### Exercise goal
Please set the lines down again exactly, from the top of the entries through the line that contains "positive clicks: (189, 153)".

[Source data]

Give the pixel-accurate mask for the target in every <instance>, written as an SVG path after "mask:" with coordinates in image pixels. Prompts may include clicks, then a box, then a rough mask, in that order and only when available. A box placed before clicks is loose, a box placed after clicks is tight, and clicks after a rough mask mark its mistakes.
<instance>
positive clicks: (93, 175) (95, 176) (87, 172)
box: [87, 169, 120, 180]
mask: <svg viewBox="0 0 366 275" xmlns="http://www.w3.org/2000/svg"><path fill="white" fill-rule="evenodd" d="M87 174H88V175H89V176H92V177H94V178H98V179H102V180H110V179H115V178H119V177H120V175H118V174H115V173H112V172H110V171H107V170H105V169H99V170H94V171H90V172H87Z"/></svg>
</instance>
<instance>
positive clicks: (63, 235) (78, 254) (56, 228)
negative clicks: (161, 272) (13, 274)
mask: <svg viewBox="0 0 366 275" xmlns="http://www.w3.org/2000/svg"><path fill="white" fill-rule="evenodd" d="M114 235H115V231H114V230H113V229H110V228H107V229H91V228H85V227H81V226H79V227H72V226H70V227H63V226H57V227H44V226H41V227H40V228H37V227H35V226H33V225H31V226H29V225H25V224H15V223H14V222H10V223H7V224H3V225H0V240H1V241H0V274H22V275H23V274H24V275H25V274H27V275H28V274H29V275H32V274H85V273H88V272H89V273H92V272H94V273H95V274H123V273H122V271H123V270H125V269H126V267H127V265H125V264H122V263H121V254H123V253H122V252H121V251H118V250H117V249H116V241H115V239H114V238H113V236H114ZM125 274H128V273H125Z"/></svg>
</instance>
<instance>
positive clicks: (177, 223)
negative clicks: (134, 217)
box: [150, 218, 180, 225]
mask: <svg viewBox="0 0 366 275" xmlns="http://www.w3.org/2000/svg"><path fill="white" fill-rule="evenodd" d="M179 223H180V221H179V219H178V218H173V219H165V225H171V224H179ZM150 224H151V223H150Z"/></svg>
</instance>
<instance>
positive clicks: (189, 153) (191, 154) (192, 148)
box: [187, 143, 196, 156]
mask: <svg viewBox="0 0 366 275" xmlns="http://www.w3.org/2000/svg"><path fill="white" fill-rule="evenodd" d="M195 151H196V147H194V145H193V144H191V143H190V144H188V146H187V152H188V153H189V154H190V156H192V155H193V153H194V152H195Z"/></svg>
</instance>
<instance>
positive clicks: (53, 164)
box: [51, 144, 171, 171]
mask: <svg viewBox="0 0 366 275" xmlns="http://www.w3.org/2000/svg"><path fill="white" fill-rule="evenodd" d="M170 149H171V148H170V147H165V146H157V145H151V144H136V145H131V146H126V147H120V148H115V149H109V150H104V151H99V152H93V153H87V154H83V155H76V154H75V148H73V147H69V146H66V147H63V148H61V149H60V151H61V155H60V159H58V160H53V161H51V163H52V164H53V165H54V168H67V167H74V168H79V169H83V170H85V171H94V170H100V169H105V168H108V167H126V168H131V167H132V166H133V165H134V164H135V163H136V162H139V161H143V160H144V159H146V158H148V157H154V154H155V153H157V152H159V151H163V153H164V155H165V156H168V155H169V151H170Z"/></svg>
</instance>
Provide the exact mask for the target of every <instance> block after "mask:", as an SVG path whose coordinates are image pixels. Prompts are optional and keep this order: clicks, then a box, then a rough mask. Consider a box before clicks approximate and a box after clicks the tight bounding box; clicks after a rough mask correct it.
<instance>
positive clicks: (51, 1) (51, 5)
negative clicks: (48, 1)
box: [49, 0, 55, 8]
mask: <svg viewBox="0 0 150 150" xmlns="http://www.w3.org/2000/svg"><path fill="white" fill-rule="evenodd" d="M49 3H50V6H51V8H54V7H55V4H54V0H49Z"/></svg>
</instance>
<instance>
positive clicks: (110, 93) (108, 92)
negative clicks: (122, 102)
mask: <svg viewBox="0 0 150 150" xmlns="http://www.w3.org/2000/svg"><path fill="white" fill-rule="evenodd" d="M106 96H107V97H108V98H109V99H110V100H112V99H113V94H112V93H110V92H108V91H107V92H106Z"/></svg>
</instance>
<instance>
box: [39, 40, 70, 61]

### Output for this exercise
Give the pixel-accurate mask for the target in every <instance>, written as an SVG path after "mask:" with coordinates in image pixels. Prompts may include clicks, then a box, then a rough mask, in that order and only when available. A box placed before clicks is loose, a box placed after clicks is tight, and clicks after a rough mask mark its mistakes.
<instance>
positive clicks: (93, 175) (95, 176) (87, 172)
box: [87, 169, 120, 180]
mask: <svg viewBox="0 0 366 275" xmlns="http://www.w3.org/2000/svg"><path fill="white" fill-rule="evenodd" d="M87 174H88V175H89V176H92V177H94V178H98V179H102V180H110V179H115V178H119V177H120V175H118V174H115V173H112V172H110V171H107V170H105V169H99V170H94V171H90V172H87Z"/></svg>
</instance>
<instance>
positive clicks: (63, 235) (78, 254) (56, 228)
negative clicks: (161, 272) (13, 274)
mask: <svg viewBox="0 0 366 275" xmlns="http://www.w3.org/2000/svg"><path fill="white" fill-rule="evenodd" d="M114 235H115V231H114V230H113V229H110V228H107V229H91V228H85V227H81V226H79V227H72V226H70V227H63V226H57V227H44V226H41V227H40V228H37V227H35V226H33V225H31V226H29V225H25V224H15V223H14V222H10V223H7V224H3V225H0V240H1V241H0V274H22V275H23V274H24V275H25V274H27V275H28V274H29V275H32V274H85V273H88V272H89V273H92V272H94V273H95V274H123V273H122V271H123V270H125V269H126V267H127V265H125V264H122V263H121V254H123V253H122V252H121V251H118V250H117V249H116V241H115V239H114V238H113V236H114ZM125 274H128V273H125Z"/></svg>
</instance>
<instance>
positive clicks: (177, 223)
negative clicks: (134, 217)
box: [150, 218, 180, 225]
mask: <svg viewBox="0 0 366 275" xmlns="http://www.w3.org/2000/svg"><path fill="white" fill-rule="evenodd" d="M179 223H180V221H179V219H178V218H173V219H165V225H171V224H179ZM150 224H151V223H150Z"/></svg>
</instance>
<instance>
positive clicks: (189, 153) (191, 154) (192, 148)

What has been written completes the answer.